TEXT EXCERPT:
>>>>>
Sunday slant: Minnesota Vikings now stress team over star power

For the perhaps the first time in more than two decades, the Minnesota Vikings offense lacks a singular star to strike fear in defenses.

Cordarrelle Patterson tweeted at Adrian Peterson to “come join the dark side,” a plea for Peterson to sign with the Oakland Raiders.

If that were to happen – and there are indications it’s hardly the Raiders’ first option – it would be two former Minnesota Vikings “stars” of greatly varying varieties on the same team not in Minnesota. 

Although terming Patterson a “star” might be a stretch, he provided several big moments on kick returns that might be difficult to replace. How many of those were actually game-changing might be up to debate, and just how much value there is in a kick returner who often had teams kicking away from him or booting it past him and the end line is another debate. Patterson was more of an athletic tease than a star, blessed with a hard-to-find combination of speed and size at the receiver position but with too much inconsistency for two head coaches and three offensive coordinators to fully trust him running routes much beyond the line of scrimmage.

Peterson had been the fully bona fide and tenured star of the highest caliber for most of his career. He started his career with a bang that turned out to be a rarity – a receiving touchdown that started as a short pass and turned into a 60-yard scamper that displayed his burst and quickly showed what he’s capable of when “he’s loose.” That famous and excited call of Peterson in the open field will fade, even if play-by-play expert Paul Allen will continue one of his signature lines with other players.

Peterson was an impressive specimen from the infancy of his NFL career. He provided pop and power when need, and elusiveness and speed when those traits were called for.
<<<<<
SET OF TASKS:
- 1) Answer these questions from the Vikings article, one per line:
(a) Which team did Cordarrelle Patterson urge Adrian Peterson to join?
(b) How many yards did the receiving touchdown that started Peterson's career cover?
(c) What is the name of the play-by-play expert?
- 2) Retype the Vikings article from "Sunday slant: Minnesota" up to and including "not in Minnesota.", word for word.
The listing comes from a source separate from the Vikings article.

(Stored dataset items)
>>>>>
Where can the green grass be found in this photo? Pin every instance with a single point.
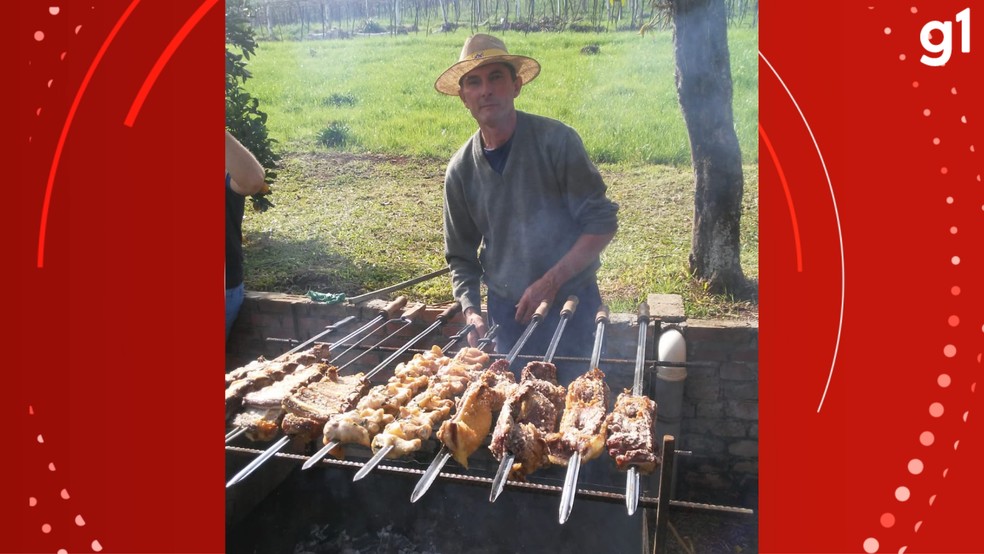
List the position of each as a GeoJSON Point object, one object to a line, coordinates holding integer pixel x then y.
{"type": "Point", "coordinates": [366, 213]}
{"type": "Point", "coordinates": [354, 223]}
{"type": "Point", "coordinates": [623, 100]}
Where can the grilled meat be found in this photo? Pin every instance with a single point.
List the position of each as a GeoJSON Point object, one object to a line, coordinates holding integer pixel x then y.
{"type": "Point", "coordinates": [583, 426]}
{"type": "Point", "coordinates": [264, 407]}
{"type": "Point", "coordinates": [309, 408]}
{"type": "Point", "coordinates": [381, 405]}
{"type": "Point", "coordinates": [632, 433]}
{"type": "Point", "coordinates": [261, 373]}
{"type": "Point", "coordinates": [464, 433]}
{"type": "Point", "coordinates": [530, 413]}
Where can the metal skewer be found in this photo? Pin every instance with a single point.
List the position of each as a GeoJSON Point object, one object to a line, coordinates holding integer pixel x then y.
{"type": "Point", "coordinates": [258, 461]}
{"type": "Point", "coordinates": [632, 476]}
{"type": "Point", "coordinates": [379, 322]}
{"type": "Point", "coordinates": [430, 475]}
{"type": "Point", "coordinates": [443, 318]}
{"type": "Point", "coordinates": [574, 463]}
{"type": "Point", "coordinates": [502, 474]}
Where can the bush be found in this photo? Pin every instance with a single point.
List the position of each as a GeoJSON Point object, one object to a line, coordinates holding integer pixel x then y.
{"type": "Point", "coordinates": [244, 119]}
{"type": "Point", "coordinates": [338, 100]}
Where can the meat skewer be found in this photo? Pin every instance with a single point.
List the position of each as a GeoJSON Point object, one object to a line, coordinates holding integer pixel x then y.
{"type": "Point", "coordinates": [502, 451]}
{"type": "Point", "coordinates": [594, 428]}
{"type": "Point", "coordinates": [233, 403]}
{"type": "Point", "coordinates": [422, 414]}
{"type": "Point", "coordinates": [357, 388]}
{"type": "Point", "coordinates": [391, 387]}
{"type": "Point", "coordinates": [464, 433]}
{"type": "Point", "coordinates": [631, 424]}
{"type": "Point", "coordinates": [266, 374]}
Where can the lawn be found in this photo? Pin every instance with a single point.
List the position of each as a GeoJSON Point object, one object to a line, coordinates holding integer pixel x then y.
{"type": "Point", "coordinates": [365, 212]}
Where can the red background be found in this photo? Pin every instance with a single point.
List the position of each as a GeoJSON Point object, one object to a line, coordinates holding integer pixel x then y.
{"type": "Point", "coordinates": [104, 337]}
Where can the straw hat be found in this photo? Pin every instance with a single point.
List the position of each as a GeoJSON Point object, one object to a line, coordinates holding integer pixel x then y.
{"type": "Point", "coordinates": [480, 50]}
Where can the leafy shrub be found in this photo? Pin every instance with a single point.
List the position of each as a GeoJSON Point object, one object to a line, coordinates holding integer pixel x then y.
{"type": "Point", "coordinates": [336, 134]}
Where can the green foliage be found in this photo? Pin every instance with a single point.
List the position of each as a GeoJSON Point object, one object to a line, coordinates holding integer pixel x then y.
{"type": "Point", "coordinates": [244, 119]}
{"type": "Point", "coordinates": [335, 135]}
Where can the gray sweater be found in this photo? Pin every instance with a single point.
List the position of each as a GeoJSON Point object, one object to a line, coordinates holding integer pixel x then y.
{"type": "Point", "coordinates": [510, 229]}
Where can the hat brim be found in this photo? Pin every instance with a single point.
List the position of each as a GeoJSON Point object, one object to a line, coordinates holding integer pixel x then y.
{"type": "Point", "coordinates": [526, 69]}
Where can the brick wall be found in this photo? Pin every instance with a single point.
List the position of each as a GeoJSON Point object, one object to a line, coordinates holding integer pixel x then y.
{"type": "Point", "coordinates": [720, 404]}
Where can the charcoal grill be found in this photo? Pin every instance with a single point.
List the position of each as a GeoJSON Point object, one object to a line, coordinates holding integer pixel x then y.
{"type": "Point", "coordinates": [280, 504]}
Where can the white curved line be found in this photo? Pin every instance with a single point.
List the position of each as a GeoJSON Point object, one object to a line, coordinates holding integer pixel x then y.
{"type": "Point", "coordinates": [840, 236]}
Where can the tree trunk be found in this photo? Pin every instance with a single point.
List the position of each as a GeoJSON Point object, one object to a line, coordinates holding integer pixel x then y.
{"type": "Point", "coordinates": [703, 80]}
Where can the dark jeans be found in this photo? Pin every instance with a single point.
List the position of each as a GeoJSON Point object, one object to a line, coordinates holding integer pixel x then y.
{"type": "Point", "coordinates": [577, 340]}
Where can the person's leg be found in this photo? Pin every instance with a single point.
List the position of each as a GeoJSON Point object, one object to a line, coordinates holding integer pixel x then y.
{"type": "Point", "coordinates": [234, 300]}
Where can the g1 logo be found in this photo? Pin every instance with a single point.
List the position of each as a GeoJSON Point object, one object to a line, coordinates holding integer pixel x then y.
{"type": "Point", "coordinates": [944, 48]}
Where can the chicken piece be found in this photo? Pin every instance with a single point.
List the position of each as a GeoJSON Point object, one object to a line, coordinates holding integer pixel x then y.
{"type": "Point", "coordinates": [428, 409]}
{"type": "Point", "coordinates": [583, 426]}
{"type": "Point", "coordinates": [264, 407]}
{"type": "Point", "coordinates": [464, 433]}
{"type": "Point", "coordinates": [632, 433]}
{"type": "Point", "coordinates": [383, 404]}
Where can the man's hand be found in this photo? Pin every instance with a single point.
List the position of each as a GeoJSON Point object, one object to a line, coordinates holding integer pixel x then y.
{"type": "Point", "coordinates": [544, 288]}
{"type": "Point", "coordinates": [475, 318]}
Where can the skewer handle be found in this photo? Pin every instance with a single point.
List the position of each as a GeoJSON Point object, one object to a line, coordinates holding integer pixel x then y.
{"type": "Point", "coordinates": [413, 313]}
{"type": "Point", "coordinates": [450, 312]}
{"type": "Point", "coordinates": [390, 310]}
{"type": "Point", "coordinates": [569, 306]}
{"type": "Point", "coordinates": [602, 315]}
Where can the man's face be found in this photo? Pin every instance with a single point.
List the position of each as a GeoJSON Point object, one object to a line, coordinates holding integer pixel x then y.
{"type": "Point", "coordinates": [488, 92]}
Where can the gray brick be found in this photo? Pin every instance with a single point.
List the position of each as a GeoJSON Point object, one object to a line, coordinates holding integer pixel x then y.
{"type": "Point", "coordinates": [732, 371]}
{"type": "Point", "coordinates": [740, 391]}
{"type": "Point", "coordinates": [745, 449]}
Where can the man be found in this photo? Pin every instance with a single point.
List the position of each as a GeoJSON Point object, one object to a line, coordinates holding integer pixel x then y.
<<<<<
TASK RESPONSES:
- 1)
(a) The Oakland Raiders
(b) 60 yards
(c) Paul Allen

- 2)
Sunday slant: Minnesota Vikings now stress team over star power

For the perhaps the first time in more than two decades, the Minnesota Vikings offense lacks a singular star to strike fear in defenses.

Cordarrelle Patterson tweeted at Adrian Peterson to “come join the dark side,” a plea for Peterson to sign with the Oakland Raiders.

If that were to happen – and there are indications it’s hardly the Raiders’ first option – it would be two former Minnesota Vikings “stars” of greatly varying varieties on the same team not in Minnesota.